#### READING TEXT:
=-=-=-=-=
Mixed media: watercolor on wax-dipped rice paper,
Mixed media: watercolor on wax-dipped rice paper,

 

Materials

  • Rice Paper
  • Watercolor Pigments
  • Crock pot
  • Wax (bee wax)
  • Water color brush/ brush set
  • A brush that you use to apply the wax onto the painting

The Process

Once I had decided I would paint some morning glories, I did a quick sketch of the flowers and then I painted molten wax anywhere I was going to leave the painting white, such as the center of the flowers.I let this dry, then I  got to work by applying watercolors onto the somewhat rectangular piece of rice paper.  I used a small brush for the majority of the painting, especially working on the veins in the leaves.

After I had finished painting, I painted molten wax that I had melted using a crock pot. I used a brush I don’t care about or would consider worthless to apply the molten wax from the crock pot to the painting. Then, I crumpled it up like a worthless piece of trash. Yes, that’s right. A worthless, disposable piece of trash. I do this to apply an interesting texture to the painting. It gives the surface of the piece grooves and bumps. Basically, it adds energy to the piece. It just makes it appear more dynamic, like more stuff is going on.

Making this was interesting, but I doubt I will do it again. It’s a bit of a hassle to get all the materials together, but if you manage to do so it’s worth it to have a unique multimedia piece of art. I wouldn’t put too much time into painting the watercolors or doing your sketch. You don’t know exactly how the piece will look after you cover it with wax until you do it.

The Content: Why morning glories?

I always see the morning glories where I live. They always seem so peaceful and zen. I appreciate their deep and vibrant colors and determined vines. They can climb straight up and their seeds can spread to remote locations relative to their source.
=-=-=-=-=
#### DATA LISTING:
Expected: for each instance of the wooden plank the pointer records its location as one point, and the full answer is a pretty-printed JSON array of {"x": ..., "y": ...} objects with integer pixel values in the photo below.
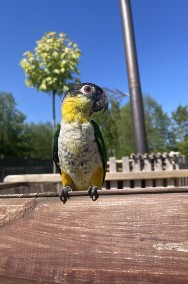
[
  {"x": 124, "y": 239},
  {"x": 147, "y": 168},
  {"x": 158, "y": 167},
  {"x": 136, "y": 163}
]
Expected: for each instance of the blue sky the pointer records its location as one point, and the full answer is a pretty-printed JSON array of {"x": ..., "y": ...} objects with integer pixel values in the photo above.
[{"x": 161, "y": 31}]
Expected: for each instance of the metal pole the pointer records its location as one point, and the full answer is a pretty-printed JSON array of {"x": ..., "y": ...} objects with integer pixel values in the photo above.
[{"x": 133, "y": 78}]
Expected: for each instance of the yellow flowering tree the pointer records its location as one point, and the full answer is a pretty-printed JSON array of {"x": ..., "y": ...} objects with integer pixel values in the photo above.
[{"x": 53, "y": 67}]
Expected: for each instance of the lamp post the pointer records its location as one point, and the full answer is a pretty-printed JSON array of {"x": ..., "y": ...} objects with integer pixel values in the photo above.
[{"x": 133, "y": 79}]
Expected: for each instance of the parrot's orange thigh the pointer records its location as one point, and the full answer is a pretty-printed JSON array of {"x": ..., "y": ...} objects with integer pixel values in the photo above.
[
  {"x": 97, "y": 177},
  {"x": 66, "y": 180}
]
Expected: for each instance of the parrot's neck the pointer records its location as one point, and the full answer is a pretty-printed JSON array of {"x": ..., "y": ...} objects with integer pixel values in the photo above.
[{"x": 76, "y": 109}]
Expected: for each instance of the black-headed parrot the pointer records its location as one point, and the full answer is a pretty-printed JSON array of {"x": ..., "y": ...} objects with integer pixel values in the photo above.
[{"x": 78, "y": 147}]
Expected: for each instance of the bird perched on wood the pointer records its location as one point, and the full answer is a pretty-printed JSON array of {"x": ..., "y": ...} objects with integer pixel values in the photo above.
[{"x": 78, "y": 147}]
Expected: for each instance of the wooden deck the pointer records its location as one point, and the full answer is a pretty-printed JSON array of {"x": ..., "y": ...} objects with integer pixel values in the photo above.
[{"x": 136, "y": 237}]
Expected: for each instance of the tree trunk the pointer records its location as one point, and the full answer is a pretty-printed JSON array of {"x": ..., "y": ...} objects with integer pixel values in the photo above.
[{"x": 53, "y": 121}]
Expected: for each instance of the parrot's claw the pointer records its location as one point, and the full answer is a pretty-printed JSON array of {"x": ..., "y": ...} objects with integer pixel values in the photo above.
[
  {"x": 64, "y": 193},
  {"x": 92, "y": 191}
]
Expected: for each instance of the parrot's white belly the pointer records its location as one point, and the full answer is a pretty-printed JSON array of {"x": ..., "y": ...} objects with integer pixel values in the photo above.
[{"x": 78, "y": 153}]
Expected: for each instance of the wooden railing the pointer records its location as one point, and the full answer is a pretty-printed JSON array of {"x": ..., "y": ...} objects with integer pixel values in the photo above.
[
  {"x": 154, "y": 170},
  {"x": 138, "y": 171}
]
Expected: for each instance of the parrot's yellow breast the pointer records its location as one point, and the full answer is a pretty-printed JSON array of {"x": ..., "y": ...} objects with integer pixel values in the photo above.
[{"x": 78, "y": 153}]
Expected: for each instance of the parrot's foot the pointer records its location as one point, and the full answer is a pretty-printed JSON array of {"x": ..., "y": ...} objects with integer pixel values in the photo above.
[
  {"x": 64, "y": 193},
  {"x": 92, "y": 191}
]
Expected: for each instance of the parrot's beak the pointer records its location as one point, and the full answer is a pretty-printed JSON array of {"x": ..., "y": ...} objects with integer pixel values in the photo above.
[{"x": 101, "y": 102}]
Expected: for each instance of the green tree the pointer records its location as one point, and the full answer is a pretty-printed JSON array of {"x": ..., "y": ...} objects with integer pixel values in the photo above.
[
  {"x": 52, "y": 68},
  {"x": 160, "y": 137},
  {"x": 39, "y": 140},
  {"x": 109, "y": 123},
  {"x": 180, "y": 122},
  {"x": 180, "y": 128},
  {"x": 12, "y": 133}
]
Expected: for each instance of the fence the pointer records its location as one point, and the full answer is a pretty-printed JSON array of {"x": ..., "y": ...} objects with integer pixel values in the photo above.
[
  {"x": 137, "y": 171},
  {"x": 149, "y": 170},
  {"x": 20, "y": 166}
]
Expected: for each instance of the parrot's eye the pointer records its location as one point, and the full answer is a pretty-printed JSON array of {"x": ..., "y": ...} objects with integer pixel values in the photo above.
[{"x": 87, "y": 89}]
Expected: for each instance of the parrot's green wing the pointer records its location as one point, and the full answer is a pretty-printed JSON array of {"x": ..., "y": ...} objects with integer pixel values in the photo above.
[
  {"x": 55, "y": 147},
  {"x": 101, "y": 145}
]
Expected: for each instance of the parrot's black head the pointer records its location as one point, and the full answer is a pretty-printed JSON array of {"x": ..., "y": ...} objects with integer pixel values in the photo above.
[{"x": 88, "y": 95}]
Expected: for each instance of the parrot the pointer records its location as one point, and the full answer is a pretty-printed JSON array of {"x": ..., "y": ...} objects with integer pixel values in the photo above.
[{"x": 79, "y": 151}]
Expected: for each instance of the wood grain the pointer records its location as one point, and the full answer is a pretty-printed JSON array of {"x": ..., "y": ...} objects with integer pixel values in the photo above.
[{"x": 139, "y": 238}]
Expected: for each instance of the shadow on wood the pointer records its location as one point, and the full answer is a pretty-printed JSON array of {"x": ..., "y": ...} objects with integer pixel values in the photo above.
[{"x": 135, "y": 238}]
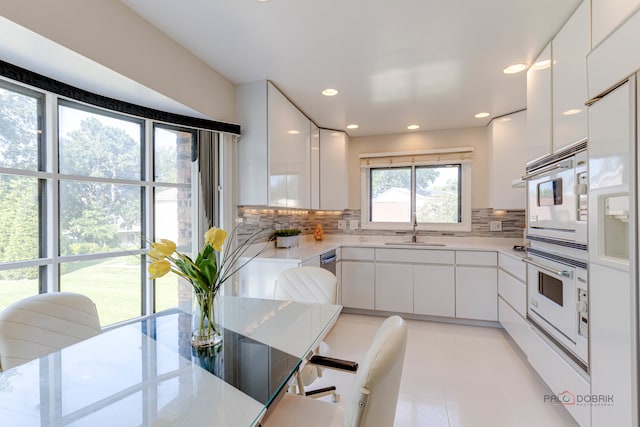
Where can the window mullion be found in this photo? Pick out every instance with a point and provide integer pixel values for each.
(148, 216)
(51, 209)
(413, 193)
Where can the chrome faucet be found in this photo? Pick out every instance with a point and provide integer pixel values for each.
(414, 234)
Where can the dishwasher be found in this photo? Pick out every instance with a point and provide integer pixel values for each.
(328, 261)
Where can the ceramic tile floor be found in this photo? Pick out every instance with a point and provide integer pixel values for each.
(453, 376)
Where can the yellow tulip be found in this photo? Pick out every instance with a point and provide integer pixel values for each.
(215, 237)
(159, 268)
(161, 249)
=-=-=-=-=
#### TASKS TO CARRY OUT:
1. From the painting text above, copy the passage between "After I had" and "is going on.", inclusive.
2. Using the painting text above, decide whether each statement agrees with it, answering yes or no and quoting the deciding words. (a) The wax was beeswax. (b) A large brush was used for most of the painting. (c) The writer expects to make another piece this way.

#### SOLUTIONS IN ORDER:
1.
After I had finished painting, I painted molten wax that I had melted using a crock pot. I used a brush I don’t care about or would consider worthless to apply the molten wax from the crock pot to the painting. Then, I crumpled it up like a worthless piece of trash. Yes, that’s right. A worthless, disposable piece of trash. I do this to apply an interesting texture to the painting. It gives the surface of the piece grooves and bumps. Basically, it adds energy to the piece. It just makes it appear more dynamic, like more stuff is going on.

2.
(a) Yes: "Wax (bee wax)"
(b) No: "I used a small brush for the majority of the painting"
(c) No: "I doubt I will do it again."